Mrs Britnell said there were “no safe seats in this day and age” and she enjoyed the fight to retain her seat.
“People are holding you to account and that is how it should be,” she said.
She was “proud, humbled and honoured” to be re-elected for the next four years, she said.
Mrs Britnell won the seat with 21,482 votes after preferences, ahead of Labor’s Kylie Gaston who had 19,582 votes after the distribution of preferences.
She won the seat with 5.62 per cent margin on two-party preferred basis.
Analysts have said Mrs Britnell suffered about an eight per cent swing against her but did well to hold the seat in what was a bloodbath for the Liberals on a statewide basis.
Mrs Britnell said roads, the hospital and trains services were among the top priorities she would continue pursuing during the next four years, she said.
Good roads were “a right not a privilege.”
The region also needed hospitals that could provide services that “fits our region,” Mrs Britnell said.
The Labor state government had unfortunately not made any funding commitments to upgrade the region’s hospitals, she said.
On trains, she said it did not make sense the Warrnambool trains service was replaced with buses last week because of hot weather.
A better service was needed that was able to cope with hot weather, she said.
On other issues, Mrs Britnell said the region had lots of jobs and needed to make sure it had good services, such as health and housing, for the people coming to the area to fill those job vacancies.
In other developments regarding the seat, unsuccessful independent candidate Michael Neoh said he would consider standing for the Upper House seat of Western Victoria in future rather than for the Lower House seat of South West Coast.
Mr Neoh said he believed both Liberal and Labor voters were looking to support an independent in the Upper House but with James Purcell switching from the Upper House to the Lower House, there had been no prominent independent to support.
Most voters had voted above the line on the ballot paper for the Upper House with no idea where their preferences were going, he said.
This had allowed micro parties to gain more support.
The successful candidates for the five Upper House Western Victoria seats have yet to be announced.
However Monash University political commentator believes Animal Justice party candidate Andy Merrick is set to join Labor’s Jaala Pulford and Gayle Tierney and the Liberals’ Bev McArthur and Joshua Morris as the five successful candidates.
But ABC News political analyst Antony Green has a different view. He is predicting the Liberals’ Joshua Morris will be tipped out in favour of Derryn Hinch Justice Party candidate Stuart Grimley.

→ **Questions on the material**
(1) According to the election report, how many votes did Mrs Britnell win the seat with after preferences?
(2) From the election report, extract the stretch from "Mr Neoh said" through "to be announced.", word for word.

→ **The data**

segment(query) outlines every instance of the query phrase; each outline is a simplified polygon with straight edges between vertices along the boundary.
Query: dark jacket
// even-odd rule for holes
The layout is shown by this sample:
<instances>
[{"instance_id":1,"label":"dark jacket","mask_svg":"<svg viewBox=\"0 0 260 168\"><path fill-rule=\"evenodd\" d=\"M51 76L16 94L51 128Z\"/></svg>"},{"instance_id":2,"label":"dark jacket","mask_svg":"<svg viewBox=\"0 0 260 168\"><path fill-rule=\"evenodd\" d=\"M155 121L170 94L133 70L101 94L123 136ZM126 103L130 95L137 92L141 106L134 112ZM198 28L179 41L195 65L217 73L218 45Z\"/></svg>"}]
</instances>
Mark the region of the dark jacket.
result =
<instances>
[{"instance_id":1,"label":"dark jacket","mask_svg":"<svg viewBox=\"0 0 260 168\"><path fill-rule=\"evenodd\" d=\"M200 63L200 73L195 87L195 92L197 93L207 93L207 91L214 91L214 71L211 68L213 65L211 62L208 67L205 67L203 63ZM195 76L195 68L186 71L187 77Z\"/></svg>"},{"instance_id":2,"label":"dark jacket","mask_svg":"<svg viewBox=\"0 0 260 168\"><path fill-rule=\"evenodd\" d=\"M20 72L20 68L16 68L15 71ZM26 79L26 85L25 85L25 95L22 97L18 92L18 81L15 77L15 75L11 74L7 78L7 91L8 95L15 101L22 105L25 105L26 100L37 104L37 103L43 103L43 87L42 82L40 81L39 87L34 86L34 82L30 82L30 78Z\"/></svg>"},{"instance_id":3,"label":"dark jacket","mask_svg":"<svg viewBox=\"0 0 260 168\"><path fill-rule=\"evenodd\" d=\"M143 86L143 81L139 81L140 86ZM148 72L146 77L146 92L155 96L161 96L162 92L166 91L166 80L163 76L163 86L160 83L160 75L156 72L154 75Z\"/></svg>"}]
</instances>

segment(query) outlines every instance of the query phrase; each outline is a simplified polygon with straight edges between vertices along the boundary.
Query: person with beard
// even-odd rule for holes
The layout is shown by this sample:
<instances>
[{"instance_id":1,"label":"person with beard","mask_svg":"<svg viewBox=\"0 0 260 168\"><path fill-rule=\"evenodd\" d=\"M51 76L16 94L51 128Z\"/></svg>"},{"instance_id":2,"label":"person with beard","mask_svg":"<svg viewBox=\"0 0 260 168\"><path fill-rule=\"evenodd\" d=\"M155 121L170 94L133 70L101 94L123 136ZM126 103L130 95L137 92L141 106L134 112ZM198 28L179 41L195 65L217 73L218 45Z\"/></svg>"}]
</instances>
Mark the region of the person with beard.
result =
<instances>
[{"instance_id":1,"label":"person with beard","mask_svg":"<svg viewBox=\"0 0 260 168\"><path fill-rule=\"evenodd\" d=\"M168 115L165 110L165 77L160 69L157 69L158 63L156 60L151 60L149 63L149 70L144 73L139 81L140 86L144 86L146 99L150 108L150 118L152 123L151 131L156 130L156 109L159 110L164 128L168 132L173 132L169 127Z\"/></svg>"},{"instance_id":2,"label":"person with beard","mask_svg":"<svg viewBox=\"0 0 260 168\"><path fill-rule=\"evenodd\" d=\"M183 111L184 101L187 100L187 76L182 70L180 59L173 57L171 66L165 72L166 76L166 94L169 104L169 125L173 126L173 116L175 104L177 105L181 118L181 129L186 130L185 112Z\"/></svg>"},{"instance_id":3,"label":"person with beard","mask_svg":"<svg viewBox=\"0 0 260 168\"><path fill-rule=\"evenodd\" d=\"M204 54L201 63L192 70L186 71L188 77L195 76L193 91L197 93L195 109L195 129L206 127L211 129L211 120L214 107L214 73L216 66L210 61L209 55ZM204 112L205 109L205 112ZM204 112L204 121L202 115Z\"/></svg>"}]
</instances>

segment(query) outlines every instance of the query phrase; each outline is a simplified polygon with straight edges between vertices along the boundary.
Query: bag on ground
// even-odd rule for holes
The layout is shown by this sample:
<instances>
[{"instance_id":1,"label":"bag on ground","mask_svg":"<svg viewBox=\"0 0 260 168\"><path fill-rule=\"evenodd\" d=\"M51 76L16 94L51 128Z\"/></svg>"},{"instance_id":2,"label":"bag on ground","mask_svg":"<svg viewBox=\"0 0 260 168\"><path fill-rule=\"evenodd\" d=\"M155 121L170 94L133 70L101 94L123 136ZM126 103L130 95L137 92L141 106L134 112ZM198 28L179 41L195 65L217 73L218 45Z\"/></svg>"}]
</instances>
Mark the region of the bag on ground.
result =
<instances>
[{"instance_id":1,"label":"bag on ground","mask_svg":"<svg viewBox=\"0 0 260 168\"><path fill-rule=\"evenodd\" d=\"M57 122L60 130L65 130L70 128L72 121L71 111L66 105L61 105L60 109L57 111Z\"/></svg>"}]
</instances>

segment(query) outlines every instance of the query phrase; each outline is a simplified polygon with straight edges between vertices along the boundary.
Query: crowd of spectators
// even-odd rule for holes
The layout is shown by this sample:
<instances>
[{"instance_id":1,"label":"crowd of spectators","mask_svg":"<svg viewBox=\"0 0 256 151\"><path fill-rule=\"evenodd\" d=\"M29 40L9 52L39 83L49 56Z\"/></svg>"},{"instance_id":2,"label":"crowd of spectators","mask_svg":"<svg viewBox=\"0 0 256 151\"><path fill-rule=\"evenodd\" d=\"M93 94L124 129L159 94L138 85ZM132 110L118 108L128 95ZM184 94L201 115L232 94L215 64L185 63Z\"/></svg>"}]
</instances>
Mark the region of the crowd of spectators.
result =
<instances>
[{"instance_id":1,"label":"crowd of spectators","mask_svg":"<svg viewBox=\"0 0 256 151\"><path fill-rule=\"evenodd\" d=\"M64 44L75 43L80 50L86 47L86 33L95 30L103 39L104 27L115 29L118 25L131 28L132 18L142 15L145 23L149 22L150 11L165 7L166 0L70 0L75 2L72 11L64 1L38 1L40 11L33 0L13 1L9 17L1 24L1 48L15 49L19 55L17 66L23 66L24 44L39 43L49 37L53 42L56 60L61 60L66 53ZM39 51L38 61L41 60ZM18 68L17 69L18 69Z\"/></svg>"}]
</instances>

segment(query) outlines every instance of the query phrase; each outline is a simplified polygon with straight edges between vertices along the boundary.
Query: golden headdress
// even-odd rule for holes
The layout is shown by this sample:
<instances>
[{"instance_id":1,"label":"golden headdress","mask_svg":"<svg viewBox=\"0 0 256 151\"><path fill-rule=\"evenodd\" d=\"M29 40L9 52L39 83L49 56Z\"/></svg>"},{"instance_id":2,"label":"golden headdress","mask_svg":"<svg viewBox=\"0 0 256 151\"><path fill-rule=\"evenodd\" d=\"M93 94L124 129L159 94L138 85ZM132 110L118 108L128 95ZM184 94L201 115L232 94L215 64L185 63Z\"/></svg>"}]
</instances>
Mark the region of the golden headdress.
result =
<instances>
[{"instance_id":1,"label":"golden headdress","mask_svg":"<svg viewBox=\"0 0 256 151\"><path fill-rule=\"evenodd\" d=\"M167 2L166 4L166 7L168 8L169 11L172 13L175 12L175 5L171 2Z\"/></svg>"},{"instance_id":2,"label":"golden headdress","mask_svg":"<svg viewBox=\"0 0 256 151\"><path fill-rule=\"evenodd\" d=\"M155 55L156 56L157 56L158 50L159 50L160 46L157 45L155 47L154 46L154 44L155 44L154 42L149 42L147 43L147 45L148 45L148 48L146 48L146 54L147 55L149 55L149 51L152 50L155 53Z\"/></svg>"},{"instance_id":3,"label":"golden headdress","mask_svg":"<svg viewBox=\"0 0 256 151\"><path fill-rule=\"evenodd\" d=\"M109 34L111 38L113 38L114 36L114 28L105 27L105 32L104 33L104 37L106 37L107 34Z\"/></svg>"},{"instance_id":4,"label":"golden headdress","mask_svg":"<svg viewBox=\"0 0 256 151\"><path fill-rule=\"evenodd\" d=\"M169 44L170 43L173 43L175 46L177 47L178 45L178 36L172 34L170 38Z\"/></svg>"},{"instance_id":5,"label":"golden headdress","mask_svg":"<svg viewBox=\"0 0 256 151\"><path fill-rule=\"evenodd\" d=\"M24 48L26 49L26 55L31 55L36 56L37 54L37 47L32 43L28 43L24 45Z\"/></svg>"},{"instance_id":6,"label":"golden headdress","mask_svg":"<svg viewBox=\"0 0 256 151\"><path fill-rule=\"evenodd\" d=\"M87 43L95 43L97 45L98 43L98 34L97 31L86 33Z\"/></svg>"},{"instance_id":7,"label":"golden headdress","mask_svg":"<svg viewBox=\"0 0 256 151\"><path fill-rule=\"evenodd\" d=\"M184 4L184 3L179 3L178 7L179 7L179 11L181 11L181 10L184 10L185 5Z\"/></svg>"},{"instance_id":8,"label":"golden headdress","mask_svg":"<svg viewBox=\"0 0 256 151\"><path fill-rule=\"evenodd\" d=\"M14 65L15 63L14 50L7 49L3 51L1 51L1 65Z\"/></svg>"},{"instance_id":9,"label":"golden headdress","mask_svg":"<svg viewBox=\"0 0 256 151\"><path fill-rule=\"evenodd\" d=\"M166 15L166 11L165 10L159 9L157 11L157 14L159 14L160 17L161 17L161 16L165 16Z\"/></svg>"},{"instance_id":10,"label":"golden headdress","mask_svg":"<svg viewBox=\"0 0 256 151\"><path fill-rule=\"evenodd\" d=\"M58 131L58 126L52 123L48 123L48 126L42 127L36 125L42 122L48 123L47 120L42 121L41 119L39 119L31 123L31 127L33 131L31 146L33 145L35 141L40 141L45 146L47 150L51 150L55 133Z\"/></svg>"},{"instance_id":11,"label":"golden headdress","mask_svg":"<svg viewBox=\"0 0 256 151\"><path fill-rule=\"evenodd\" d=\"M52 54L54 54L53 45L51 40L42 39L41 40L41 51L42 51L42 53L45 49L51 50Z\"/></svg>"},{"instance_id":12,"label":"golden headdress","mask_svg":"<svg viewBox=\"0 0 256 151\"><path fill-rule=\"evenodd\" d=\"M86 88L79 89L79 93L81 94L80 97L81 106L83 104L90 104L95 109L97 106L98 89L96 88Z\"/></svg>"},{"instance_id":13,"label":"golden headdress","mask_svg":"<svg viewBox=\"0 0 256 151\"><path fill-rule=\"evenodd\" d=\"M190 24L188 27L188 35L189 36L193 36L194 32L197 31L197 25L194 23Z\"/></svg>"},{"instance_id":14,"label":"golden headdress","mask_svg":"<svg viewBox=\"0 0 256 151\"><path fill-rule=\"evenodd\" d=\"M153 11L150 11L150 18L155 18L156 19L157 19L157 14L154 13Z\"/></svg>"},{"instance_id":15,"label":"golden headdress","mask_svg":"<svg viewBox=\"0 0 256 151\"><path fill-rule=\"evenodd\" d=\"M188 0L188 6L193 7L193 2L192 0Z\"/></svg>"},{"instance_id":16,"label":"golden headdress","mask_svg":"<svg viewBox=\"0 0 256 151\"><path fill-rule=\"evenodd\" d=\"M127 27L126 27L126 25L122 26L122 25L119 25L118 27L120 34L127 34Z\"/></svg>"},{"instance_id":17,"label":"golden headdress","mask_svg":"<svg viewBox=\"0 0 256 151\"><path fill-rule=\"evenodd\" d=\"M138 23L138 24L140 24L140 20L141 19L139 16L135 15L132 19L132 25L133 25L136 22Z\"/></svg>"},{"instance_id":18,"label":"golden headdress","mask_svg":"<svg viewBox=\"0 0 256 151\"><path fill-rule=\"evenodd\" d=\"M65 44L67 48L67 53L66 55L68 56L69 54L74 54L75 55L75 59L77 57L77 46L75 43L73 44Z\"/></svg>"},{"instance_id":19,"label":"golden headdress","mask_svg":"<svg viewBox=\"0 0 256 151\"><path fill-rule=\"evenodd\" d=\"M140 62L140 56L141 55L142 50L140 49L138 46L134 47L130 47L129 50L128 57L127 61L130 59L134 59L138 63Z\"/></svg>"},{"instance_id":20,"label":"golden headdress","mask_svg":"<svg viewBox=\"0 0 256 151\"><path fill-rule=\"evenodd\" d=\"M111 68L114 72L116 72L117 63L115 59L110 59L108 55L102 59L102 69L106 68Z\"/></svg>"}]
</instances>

→ **Answers below**
(1) 21,482 votes

(2)
Mr Neoh said he believed both Liberal and Labor voters were looking to support an independent in the Upper House but with James Purcell switching from the Upper House to the Lower House, there had been no prominent independent to support.
Most voters had voted above the line on the ballot paper for the Upper House with no idea where their preferences were going, he said.
This had allowed micro parties to gain more support.
The successful candidates for the five Upper House Western Victoria seats have yet to be announced.